» Document passage:
I don’t know. It probably depends on the individual and the quality of the app. If you want to be late less often, or if you want to help someone else in that situation, I recommend experimenting to see if you can form an addiction to some sort of reminder that can become a subconscious habit.
The “poor man’s” version of this would involve complimenting yourself every time you look at a timepiece, as in, “You are so smart,” or whatever doesn’t sound weird to your ear. Start by doing your micro affirmation no matter the reason you notice the time, even if you only saw a clock in your visual field by chance.
Ideally, you want your compliment to yourself to be something you would naturally be reminded of in your daily actions. “Smart” works well because we’re always judging our actions as smart or not. Over time and with repetition, anything that makes you think of your own intelligence or that of anyone else should trigger a reflex to check the time.
I am writing this at Starbucks near my home, and I have reflexively checked their clock a dozen times . . . and they don’t have a clock. But my brain wants the clock to be right above the service bar. So I keep looking for it, by habit, about every five minutes. I don’t have a lateness problem, and you can see why.

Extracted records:
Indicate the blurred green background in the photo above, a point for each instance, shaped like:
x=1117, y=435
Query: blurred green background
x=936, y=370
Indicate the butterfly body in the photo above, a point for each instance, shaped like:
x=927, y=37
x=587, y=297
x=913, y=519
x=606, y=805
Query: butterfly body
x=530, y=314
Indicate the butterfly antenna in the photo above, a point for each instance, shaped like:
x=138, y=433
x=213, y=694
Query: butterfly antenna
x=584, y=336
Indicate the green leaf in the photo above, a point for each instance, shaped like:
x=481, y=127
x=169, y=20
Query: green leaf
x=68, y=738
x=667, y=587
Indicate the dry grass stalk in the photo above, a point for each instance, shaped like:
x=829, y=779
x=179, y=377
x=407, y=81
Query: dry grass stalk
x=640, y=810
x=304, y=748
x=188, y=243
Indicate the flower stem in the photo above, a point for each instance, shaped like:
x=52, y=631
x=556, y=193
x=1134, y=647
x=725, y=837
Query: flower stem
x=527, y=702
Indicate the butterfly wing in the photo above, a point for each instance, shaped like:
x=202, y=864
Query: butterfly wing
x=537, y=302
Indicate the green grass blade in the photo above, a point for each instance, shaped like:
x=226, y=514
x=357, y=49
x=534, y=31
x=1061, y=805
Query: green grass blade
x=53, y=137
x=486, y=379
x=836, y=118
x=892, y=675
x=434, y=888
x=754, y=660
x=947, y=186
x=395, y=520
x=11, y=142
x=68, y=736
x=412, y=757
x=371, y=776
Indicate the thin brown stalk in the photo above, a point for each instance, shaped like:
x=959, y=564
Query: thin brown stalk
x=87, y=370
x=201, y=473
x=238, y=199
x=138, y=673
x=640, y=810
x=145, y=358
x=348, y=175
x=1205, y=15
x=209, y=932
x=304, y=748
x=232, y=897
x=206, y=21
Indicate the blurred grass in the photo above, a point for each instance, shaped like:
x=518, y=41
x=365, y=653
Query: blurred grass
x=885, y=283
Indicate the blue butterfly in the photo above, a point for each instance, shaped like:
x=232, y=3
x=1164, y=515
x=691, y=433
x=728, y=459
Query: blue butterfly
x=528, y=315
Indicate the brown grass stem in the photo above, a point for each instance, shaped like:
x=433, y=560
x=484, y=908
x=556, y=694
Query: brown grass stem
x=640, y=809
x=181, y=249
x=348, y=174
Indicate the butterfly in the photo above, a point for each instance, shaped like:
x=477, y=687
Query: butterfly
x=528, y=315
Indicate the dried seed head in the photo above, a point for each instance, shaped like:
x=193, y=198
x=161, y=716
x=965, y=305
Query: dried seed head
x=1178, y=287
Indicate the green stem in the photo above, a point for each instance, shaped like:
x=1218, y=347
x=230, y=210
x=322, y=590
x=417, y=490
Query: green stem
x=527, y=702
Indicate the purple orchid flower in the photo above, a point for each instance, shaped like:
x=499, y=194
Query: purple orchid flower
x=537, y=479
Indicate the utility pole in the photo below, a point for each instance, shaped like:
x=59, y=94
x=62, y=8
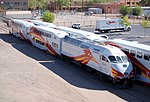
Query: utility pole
x=82, y=4
x=70, y=5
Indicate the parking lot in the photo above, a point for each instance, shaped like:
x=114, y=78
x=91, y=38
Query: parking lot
x=30, y=74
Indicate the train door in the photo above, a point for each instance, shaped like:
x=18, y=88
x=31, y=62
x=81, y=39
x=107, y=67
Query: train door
x=38, y=43
x=104, y=64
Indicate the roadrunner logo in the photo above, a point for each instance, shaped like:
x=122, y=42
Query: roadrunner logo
x=110, y=22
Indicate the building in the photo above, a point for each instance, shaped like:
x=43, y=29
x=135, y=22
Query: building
x=131, y=2
x=14, y=4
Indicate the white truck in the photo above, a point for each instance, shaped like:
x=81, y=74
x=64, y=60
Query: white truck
x=108, y=25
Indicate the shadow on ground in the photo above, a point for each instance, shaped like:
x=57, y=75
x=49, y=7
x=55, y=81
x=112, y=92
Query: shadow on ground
x=68, y=72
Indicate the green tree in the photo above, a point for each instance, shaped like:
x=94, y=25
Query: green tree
x=146, y=25
x=125, y=10
x=137, y=11
x=145, y=2
x=61, y=3
x=48, y=17
x=38, y=4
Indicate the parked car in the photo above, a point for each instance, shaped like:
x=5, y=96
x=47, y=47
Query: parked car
x=76, y=25
x=89, y=13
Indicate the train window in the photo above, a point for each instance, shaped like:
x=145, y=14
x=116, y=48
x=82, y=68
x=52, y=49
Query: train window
x=112, y=59
x=126, y=51
x=132, y=52
x=104, y=58
x=124, y=58
x=147, y=57
x=65, y=38
x=97, y=50
x=119, y=59
x=139, y=54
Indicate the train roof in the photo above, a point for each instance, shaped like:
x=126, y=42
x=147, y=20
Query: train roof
x=81, y=33
x=56, y=32
x=132, y=44
x=97, y=46
x=22, y=22
x=42, y=23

» Activity A:
Answer these questions from the passage on building a time-checking habit:
(i) Where is the writer while writing it?
(ii) What example compliment does it suggest saying to yourself?
(iii) About how often does the writer keep looking for the clock?
» Activity B: From the passage on building a time-checking habit, retype the text between "I am writing" and "can see why.", inclusive.

» Problem solution A:
(i) At Starbucks near the writer's home.
(ii) "You are so smart."
(iii) About every five minutes.

» Problem solution B:
I am writing this at Starbucks near my home, and I have reflexively checked their clock a dozen times . . . and they don’t have a clock. But my brain wants the clock to be right above the service bar. So I keep looking for it, by habit, about every five minutes. I don’t have a lateness problem, and you can see why.